◆ **The records**
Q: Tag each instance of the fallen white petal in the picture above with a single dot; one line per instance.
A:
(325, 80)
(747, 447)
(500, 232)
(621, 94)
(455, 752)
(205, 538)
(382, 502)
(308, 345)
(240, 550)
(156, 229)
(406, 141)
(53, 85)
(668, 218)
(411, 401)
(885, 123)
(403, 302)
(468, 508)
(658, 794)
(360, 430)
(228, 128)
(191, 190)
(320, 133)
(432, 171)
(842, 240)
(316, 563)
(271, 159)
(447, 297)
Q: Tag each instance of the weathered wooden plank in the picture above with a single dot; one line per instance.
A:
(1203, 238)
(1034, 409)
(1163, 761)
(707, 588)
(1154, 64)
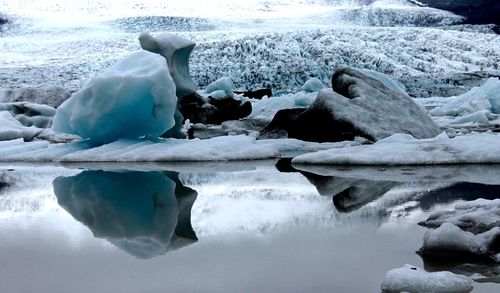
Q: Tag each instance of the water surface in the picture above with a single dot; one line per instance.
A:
(239, 227)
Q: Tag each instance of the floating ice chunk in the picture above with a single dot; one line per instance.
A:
(176, 50)
(474, 148)
(480, 117)
(134, 97)
(485, 97)
(386, 80)
(224, 84)
(412, 279)
(10, 128)
(313, 85)
(30, 114)
(476, 216)
(449, 241)
(267, 108)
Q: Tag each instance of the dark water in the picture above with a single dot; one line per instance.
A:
(244, 227)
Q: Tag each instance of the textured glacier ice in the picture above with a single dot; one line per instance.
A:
(134, 97)
(222, 84)
(415, 280)
(30, 114)
(403, 149)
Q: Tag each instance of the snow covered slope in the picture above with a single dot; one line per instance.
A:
(280, 44)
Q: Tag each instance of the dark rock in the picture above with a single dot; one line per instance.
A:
(359, 106)
(282, 122)
(257, 94)
(212, 111)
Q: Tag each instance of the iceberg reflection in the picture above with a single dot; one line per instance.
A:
(145, 214)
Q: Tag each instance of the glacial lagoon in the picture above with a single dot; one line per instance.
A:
(261, 226)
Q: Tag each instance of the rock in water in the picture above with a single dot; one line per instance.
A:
(176, 50)
(361, 105)
(134, 97)
(415, 280)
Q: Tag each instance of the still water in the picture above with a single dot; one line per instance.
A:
(227, 227)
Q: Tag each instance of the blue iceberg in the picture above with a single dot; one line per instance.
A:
(135, 97)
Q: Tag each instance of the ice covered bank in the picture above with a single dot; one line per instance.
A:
(470, 232)
(133, 98)
(404, 149)
(415, 280)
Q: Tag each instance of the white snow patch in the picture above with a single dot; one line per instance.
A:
(403, 149)
(134, 97)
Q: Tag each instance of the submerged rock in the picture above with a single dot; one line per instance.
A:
(176, 50)
(134, 97)
(412, 279)
(360, 105)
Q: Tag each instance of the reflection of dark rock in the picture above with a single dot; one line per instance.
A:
(359, 105)
(481, 272)
(144, 213)
(256, 94)
(212, 111)
(462, 190)
(349, 194)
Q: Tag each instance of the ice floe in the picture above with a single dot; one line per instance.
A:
(134, 97)
(404, 149)
(415, 280)
(11, 129)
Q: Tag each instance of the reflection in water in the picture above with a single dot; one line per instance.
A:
(144, 213)
(481, 272)
(349, 194)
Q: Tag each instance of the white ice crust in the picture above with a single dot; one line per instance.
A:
(10, 128)
(403, 149)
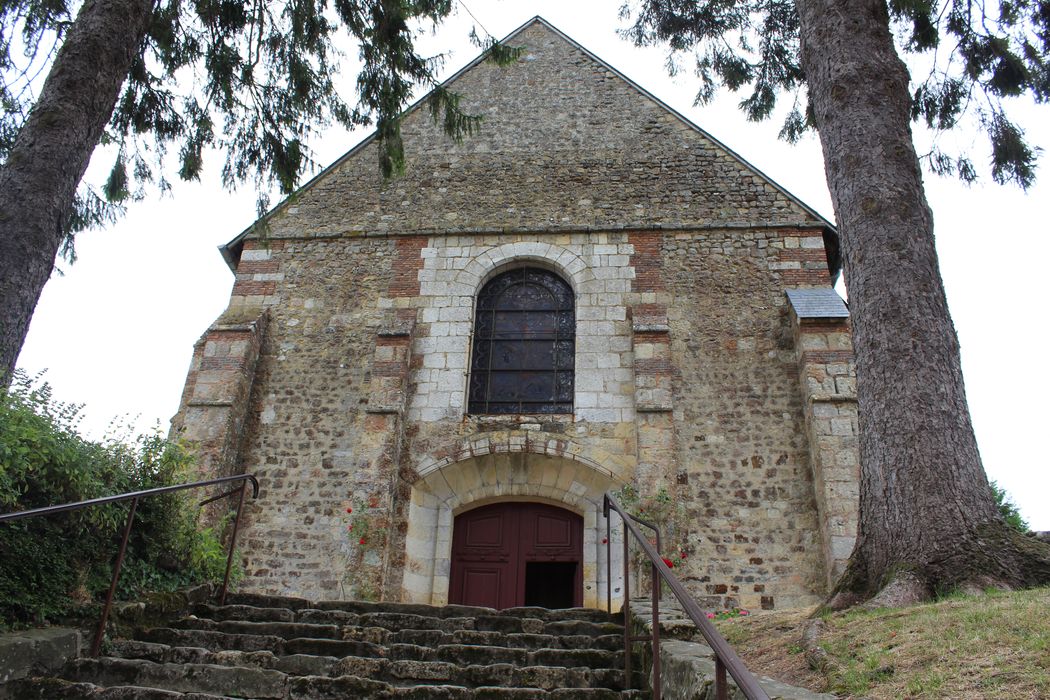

◆ **Exercise description**
Search the lines above for the string "rock" and copy each line that has it.

◆ **Solved exercise**
Q: Tag each instance of the dark rock in the picture above with a single dot; one line per instance.
Q: Tag each instance of the rock in water in the picture above with a single dot; one line per instance.
Q: Tag each instance of the submerged rock in the picture above with a single dot; one line per instance.
Q: Tag each instance of the reflection of dark rock in the picture above with a single dot; one line per instance.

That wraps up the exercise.